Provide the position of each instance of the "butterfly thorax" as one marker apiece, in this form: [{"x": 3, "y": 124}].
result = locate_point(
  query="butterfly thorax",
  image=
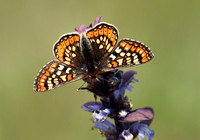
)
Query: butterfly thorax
[{"x": 88, "y": 57}]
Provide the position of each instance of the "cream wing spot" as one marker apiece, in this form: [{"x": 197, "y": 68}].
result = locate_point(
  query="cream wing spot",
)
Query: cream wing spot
[
  {"x": 128, "y": 54},
  {"x": 53, "y": 76},
  {"x": 61, "y": 67},
  {"x": 120, "y": 61},
  {"x": 73, "y": 48},
  {"x": 104, "y": 39},
  {"x": 101, "y": 46},
  {"x": 108, "y": 46},
  {"x": 58, "y": 72},
  {"x": 63, "y": 78},
  {"x": 98, "y": 41},
  {"x": 73, "y": 55},
  {"x": 118, "y": 50},
  {"x": 68, "y": 69},
  {"x": 112, "y": 57},
  {"x": 101, "y": 38},
  {"x": 122, "y": 54}
]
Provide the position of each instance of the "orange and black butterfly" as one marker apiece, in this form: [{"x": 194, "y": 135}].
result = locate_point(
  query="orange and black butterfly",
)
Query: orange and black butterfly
[{"x": 88, "y": 54}]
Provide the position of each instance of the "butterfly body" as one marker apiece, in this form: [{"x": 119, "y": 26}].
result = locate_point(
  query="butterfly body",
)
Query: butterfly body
[{"x": 89, "y": 54}]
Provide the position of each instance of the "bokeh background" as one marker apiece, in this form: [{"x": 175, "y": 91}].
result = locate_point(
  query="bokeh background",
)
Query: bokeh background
[{"x": 169, "y": 83}]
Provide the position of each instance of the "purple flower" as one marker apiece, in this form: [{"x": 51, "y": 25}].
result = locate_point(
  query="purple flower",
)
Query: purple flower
[
  {"x": 141, "y": 130},
  {"x": 101, "y": 115},
  {"x": 127, "y": 78},
  {"x": 126, "y": 135},
  {"x": 110, "y": 87},
  {"x": 83, "y": 28},
  {"x": 93, "y": 106}
]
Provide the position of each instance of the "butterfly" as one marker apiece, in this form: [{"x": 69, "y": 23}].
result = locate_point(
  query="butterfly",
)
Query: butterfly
[{"x": 88, "y": 54}]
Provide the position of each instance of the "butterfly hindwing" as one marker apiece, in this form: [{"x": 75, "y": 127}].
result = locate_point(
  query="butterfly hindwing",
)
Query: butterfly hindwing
[
  {"x": 103, "y": 37},
  {"x": 128, "y": 53},
  {"x": 55, "y": 74}
]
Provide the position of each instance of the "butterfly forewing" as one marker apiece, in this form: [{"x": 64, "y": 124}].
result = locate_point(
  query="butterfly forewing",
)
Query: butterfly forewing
[
  {"x": 103, "y": 37},
  {"x": 128, "y": 53},
  {"x": 68, "y": 50},
  {"x": 55, "y": 74}
]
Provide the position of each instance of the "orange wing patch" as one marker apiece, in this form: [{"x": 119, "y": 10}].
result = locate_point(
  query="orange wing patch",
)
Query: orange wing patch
[
  {"x": 67, "y": 48},
  {"x": 128, "y": 53},
  {"x": 54, "y": 74}
]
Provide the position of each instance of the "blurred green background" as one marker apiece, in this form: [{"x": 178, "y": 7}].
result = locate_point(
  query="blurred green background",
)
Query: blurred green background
[{"x": 169, "y": 83}]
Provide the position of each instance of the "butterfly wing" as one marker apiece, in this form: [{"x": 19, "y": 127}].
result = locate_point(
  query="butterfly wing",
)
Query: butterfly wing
[
  {"x": 68, "y": 50},
  {"x": 128, "y": 53},
  {"x": 103, "y": 37},
  {"x": 55, "y": 74}
]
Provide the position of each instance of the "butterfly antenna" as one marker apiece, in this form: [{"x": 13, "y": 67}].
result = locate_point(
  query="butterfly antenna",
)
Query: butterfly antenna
[
  {"x": 107, "y": 81},
  {"x": 81, "y": 87}
]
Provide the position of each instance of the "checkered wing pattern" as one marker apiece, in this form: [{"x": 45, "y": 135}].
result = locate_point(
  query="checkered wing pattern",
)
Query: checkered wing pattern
[
  {"x": 68, "y": 50},
  {"x": 128, "y": 53},
  {"x": 55, "y": 74},
  {"x": 103, "y": 37}
]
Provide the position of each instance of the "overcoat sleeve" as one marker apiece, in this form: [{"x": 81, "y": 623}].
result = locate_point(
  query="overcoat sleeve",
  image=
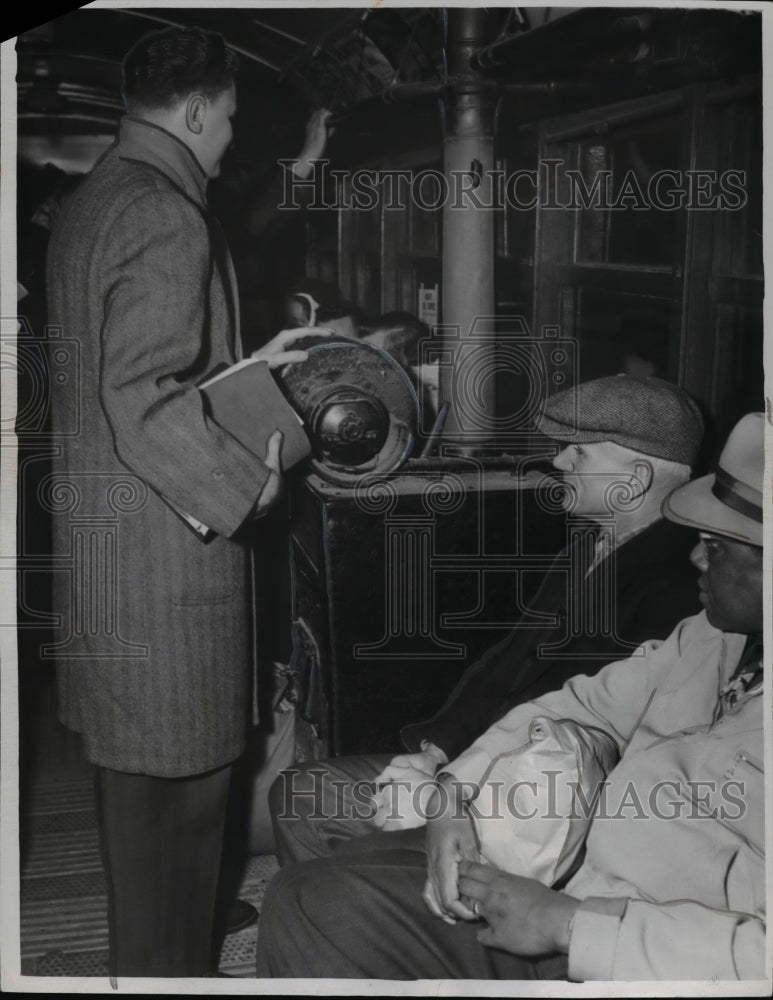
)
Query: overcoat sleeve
[{"x": 155, "y": 335}]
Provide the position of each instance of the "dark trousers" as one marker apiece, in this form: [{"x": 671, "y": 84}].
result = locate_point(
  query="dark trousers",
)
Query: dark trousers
[
  {"x": 161, "y": 842},
  {"x": 318, "y": 805},
  {"x": 359, "y": 914}
]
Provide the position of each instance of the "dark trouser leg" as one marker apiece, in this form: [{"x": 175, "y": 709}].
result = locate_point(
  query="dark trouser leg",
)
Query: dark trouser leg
[
  {"x": 362, "y": 916},
  {"x": 318, "y": 805},
  {"x": 161, "y": 846}
]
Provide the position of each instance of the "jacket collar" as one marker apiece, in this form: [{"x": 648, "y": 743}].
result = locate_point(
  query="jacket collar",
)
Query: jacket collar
[{"x": 142, "y": 140}]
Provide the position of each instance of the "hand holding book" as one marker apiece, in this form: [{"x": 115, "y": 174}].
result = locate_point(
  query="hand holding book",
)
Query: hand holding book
[{"x": 272, "y": 488}]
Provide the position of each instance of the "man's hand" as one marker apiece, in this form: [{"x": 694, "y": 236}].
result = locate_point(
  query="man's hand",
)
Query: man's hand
[
  {"x": 405, "y": 788},
  {"x": 315, "y": 141},
  {"x": 272, "y": 488},
  {"x": 276, "y": 352},
  {"x": 524, "y": 916},
  {"x": 426, "y": 762},
  {"x": 450, "y": 840}
]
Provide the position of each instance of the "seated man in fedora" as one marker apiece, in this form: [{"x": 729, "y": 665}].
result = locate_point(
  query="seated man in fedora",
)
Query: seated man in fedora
[
  {"x": 672, "y": 885},
  {"x": 624, "y": 443}
]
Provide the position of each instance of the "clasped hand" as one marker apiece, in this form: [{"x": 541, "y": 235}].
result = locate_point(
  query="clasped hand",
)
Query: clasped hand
[
  {"x": 523, "y": 916},
  {"x": 405, "y": 787}
]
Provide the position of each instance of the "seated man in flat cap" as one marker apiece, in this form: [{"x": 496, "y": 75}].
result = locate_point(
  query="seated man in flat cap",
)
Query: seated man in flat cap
[
  {"x": 672, "y": 885},
  {"x": 625, "y": 443}
]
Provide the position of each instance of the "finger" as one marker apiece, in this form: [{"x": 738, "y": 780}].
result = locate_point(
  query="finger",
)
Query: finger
[
  {"x": 472, "y": 887},
  {"x": 475, "y": 870},
  {"x": 458, "y": 909},
  {"x": 274, "y": 450},
  {"x": 430, "y": 897},
  {"x": 487, "y": 936},
  {"x": 286, "y": 358},
  {"x": 387, "y": 775},
  {"x": 449, "y": 892}
]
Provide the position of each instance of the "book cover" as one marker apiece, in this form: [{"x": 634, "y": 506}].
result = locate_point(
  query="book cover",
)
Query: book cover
[{"x": 246, "y": 401}]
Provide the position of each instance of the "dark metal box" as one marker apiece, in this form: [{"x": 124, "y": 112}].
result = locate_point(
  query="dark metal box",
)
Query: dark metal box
[{"x": 402, "y": 582}]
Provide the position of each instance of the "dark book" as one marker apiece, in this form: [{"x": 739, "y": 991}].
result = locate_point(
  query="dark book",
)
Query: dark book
[{"x": 246, "y": 401}]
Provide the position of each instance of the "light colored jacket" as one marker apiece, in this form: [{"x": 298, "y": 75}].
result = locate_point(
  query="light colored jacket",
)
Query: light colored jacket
[{"x": 674, "y": 874}]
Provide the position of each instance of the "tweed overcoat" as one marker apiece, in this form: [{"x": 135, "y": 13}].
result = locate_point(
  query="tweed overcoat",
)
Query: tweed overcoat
[{"x": 154, "y": 646}]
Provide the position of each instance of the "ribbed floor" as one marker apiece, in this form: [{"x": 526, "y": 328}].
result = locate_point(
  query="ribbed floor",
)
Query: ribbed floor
[{"x": 63, "y": 902}]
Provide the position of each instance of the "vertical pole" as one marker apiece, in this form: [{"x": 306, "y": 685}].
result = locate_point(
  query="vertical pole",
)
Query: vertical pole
[{"x": 468, "y": 237}]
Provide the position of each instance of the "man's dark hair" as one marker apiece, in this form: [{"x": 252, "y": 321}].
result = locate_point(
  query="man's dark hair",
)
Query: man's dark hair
[{"x": 168, "y": 65}]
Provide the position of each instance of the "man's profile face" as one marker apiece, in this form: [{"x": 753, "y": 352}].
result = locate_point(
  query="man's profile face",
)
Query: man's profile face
[
  {"x": 217, "y": 132},
  {"x": 730, "y": 583},
  {"x": 596, "y": 477}
]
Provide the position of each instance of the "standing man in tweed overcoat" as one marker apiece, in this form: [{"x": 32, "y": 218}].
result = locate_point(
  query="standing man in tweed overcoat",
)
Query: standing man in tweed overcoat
[{"x": 155, "y": 644}]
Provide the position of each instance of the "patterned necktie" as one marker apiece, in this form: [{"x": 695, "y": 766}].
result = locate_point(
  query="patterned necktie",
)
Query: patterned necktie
[{"x": 747, "y": 674}]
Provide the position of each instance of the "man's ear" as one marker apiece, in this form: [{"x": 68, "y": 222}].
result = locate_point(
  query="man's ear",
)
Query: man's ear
[
  {"x": 195, "y": 112},
  {"x": 643, "y": 476}
]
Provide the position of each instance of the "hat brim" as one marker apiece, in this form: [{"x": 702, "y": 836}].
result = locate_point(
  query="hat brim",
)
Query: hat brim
[{"x": 695, "y": 506}]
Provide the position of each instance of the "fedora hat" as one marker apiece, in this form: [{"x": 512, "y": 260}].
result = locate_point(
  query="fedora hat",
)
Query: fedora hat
[{"x": 728, "y": 502}]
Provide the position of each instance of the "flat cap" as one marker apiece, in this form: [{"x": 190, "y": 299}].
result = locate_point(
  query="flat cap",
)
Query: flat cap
[{"x": 648, "y": 415}]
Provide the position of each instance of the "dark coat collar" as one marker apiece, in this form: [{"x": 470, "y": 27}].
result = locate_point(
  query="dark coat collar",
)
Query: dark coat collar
[
  {"x": 660, "y": 542},
  {"x": 142, "y": 140}
]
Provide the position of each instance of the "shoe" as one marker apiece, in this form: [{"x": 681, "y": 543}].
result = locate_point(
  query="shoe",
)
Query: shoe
[{"x": 241, "y": 915}]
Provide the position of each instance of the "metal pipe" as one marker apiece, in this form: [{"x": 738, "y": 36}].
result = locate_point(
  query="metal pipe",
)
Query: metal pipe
[
  {"x": 559, "y": 45},
  {"x": 468, "y": 237}
]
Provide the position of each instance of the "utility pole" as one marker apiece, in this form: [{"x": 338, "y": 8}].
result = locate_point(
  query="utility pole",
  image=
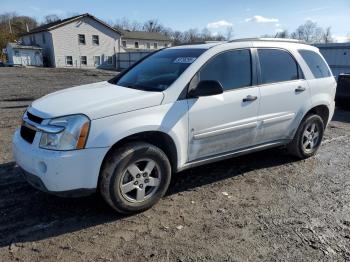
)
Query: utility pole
[{"x": 10, "y": 26}]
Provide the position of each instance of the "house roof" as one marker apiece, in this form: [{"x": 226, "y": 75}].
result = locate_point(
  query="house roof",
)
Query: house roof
[
  {"x": 18, "y": 46},
  {"x": 144, "y": 35},
  {"x": 58, "y": 23}
]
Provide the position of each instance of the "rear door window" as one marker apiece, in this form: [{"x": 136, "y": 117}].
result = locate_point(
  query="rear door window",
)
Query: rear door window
[
  {"x": 231, "y": 68},
  {"x": 316, "y": 64},
  {"x": 277, "y": 66}
]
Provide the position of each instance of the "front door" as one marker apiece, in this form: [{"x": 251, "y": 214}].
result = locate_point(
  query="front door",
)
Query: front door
[
  {"x": 225, "y": 122},
  {"x": 284, "y": 95}
]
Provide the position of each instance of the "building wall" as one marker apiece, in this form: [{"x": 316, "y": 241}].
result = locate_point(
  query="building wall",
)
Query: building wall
[
  {"x": 25, "y": 57},
  {"x": 65, "y": 41},
  {"x": 130, "y": 44},
  {"x": 44, "y": 40}
]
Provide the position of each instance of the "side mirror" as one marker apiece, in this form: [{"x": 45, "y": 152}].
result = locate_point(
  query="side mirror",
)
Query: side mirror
[{"x": 207, "y": 88}]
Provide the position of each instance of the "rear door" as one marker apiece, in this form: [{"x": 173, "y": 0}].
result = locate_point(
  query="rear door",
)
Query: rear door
[
  {"x": 284, "y": 94},
  {"x": 225, "y": 122}
]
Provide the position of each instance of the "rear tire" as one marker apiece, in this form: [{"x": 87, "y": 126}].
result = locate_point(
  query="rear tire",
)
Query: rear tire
[
  {"x": 135, "y": 177},
  {"x": 308, "y": 137}
]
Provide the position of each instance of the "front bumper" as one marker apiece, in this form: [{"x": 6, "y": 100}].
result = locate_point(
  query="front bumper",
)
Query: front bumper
[{"x": 58, "y": 172}]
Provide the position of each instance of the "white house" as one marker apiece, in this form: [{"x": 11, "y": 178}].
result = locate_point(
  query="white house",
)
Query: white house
[
  {"x": 24, "y": 55},
  {"x": 81, "y": 41},
  {"x": 138, "y": 40},
  {"x": 84, "y": 41}
]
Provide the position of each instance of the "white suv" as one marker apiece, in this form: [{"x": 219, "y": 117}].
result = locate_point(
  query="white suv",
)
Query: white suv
[{"x": 178, "y": 108}]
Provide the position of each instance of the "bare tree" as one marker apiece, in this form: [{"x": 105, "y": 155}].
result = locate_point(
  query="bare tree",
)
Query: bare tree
[
  {"x": 153, "y": 25},
  {"x": 229, "y": 33},
  {"x": 282, "y": 34},
  {"x": 177, "y": 37},
  {"x": 51, "y": 18},
  {"x": 126, "y": 24},
  {"x": 327, "y": 36},
  {"x": 309, "y": 32}
]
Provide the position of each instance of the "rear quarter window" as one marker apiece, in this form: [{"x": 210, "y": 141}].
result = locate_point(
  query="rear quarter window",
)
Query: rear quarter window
[{"x": 316, "y": 63}]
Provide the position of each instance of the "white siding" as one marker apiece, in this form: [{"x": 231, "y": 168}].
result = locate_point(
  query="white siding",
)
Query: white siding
[
  {"x": 130, "y": 44},
  {"x": 25, "y": 57},
  {"x": 47, "y": 45},
  {"x": 65, "y": 41}
]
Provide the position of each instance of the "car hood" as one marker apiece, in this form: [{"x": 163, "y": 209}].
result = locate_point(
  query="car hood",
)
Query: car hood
[{"x": 94, "y": 100}]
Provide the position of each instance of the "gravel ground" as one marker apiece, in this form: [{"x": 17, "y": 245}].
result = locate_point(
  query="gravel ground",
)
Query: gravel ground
[{"x": 260, "y": 207}]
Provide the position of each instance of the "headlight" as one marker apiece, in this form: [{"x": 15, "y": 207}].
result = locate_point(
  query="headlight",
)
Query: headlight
[{"x": 74, "y": 135}]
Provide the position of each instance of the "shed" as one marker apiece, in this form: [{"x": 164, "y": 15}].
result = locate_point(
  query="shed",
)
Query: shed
[
  {"x": 337, "y": 56},
  {"x": 24, "y": 55}
]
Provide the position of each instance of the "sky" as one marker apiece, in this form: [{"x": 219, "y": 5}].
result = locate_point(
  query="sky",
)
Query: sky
[{"x": 248, "y": 18}]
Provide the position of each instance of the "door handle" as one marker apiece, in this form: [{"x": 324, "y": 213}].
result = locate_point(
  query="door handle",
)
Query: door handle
[
  {"x": 250, "y": 98},
  {"x": 300, "y": 89}
]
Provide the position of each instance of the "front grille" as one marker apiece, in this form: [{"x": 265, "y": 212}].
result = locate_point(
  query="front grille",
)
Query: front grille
[
  {"x": 27, "y": 134},
  {"x": 34, "y": 118}
]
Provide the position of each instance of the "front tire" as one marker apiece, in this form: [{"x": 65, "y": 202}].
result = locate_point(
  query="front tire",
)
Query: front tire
[
  {"x": 308, "y": 137},
  {"x": 134, "y": 177}
]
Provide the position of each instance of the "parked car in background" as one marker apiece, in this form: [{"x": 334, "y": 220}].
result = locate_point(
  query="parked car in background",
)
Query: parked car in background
[
  {"x": 177, "y": 108},
  {"x": 342, "y": 96}
]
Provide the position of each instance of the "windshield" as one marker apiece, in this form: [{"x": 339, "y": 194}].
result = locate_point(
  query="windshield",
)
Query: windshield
[{"x": 158, "y": 71}]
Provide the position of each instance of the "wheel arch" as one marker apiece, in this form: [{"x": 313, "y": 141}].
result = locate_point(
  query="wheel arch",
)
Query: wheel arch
[
  {"x": 156, "y": 138},
  {"x": 322, "y": 110}
]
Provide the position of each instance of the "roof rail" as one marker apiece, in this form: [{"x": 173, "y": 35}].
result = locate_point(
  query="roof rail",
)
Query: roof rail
[{"x": 267, "y": 40}]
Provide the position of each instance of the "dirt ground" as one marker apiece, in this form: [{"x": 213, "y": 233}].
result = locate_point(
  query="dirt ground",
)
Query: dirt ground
[{"x": 261, "y": 207}]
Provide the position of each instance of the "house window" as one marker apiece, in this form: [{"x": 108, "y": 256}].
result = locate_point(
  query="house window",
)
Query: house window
[
  {"x": 109, "y": 60},
  {"x": 81, "y": 39},
  {"x": 32, "y": 40},
  {"x": 83, "y": 60},
  {"x": 95, "y": 40},
  {"x": 69, "y": 60},
  {"x": 97, "y": 60}
]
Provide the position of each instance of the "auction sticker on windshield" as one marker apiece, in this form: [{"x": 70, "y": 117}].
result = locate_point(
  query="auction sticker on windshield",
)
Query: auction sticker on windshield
[{"x": 184, "y": 60}]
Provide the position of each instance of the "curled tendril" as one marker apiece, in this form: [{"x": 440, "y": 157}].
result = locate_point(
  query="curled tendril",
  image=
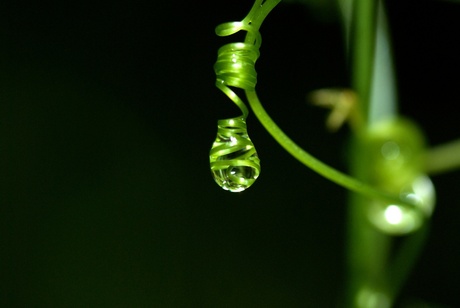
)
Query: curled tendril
[{"x": 235, "y": 164}]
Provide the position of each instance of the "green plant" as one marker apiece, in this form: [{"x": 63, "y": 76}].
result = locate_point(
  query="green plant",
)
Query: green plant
[{"x": 392, "y": 197}]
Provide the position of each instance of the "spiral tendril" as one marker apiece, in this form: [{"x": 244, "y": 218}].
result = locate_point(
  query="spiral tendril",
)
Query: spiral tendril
[{"x": 235, "y": 164}]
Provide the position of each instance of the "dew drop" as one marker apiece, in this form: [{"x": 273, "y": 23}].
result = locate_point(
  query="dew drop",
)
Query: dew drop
[
  {"x": 395, "y": 219},
  {"x": 234, "y": 162}
]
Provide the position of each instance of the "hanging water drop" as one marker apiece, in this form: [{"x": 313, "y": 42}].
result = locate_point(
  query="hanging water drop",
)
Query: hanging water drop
[{"x": 235, "y": 164}]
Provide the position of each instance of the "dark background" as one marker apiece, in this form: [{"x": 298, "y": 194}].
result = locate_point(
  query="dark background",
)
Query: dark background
[{"x": 107, "y": 115}]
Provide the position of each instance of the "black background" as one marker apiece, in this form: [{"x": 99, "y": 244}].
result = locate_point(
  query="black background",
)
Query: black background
[{"x": 108, "y": 111}]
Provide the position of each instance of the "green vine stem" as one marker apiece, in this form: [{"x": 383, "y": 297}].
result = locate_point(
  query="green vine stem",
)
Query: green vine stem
[{"x": 312, "y": 162}]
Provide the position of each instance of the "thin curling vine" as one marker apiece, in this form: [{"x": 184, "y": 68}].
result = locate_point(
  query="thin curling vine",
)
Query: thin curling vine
[
  {"x": 235, "y": 164},
  {"x": 234, "y": 161}
]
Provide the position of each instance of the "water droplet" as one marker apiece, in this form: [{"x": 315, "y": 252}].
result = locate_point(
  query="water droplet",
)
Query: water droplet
[
  {"x": 396, "y": 219},
  {"x": 235, "y": 164}
]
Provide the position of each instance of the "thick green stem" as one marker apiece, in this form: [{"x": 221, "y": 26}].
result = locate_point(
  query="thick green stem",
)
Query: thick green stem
[{"x": 363, "y": 46}]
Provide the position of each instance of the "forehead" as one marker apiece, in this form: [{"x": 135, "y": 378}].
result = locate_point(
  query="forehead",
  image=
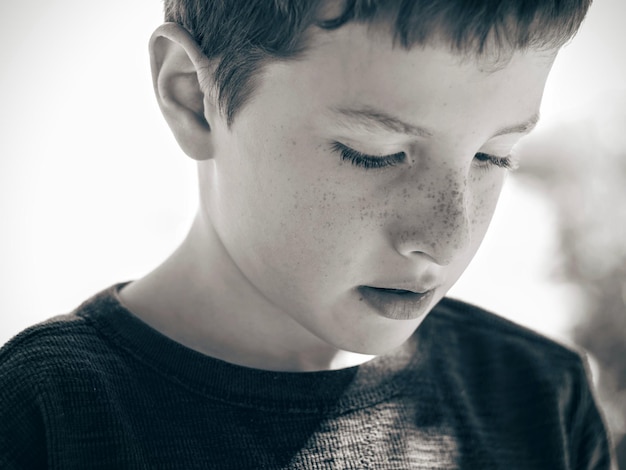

> DESCRIPTION OF THE TASK
Looking only at the data above, say how many of its lines contain the string "forehead", and nothing more.

> SOLUTION TO THIS PROBLEM
2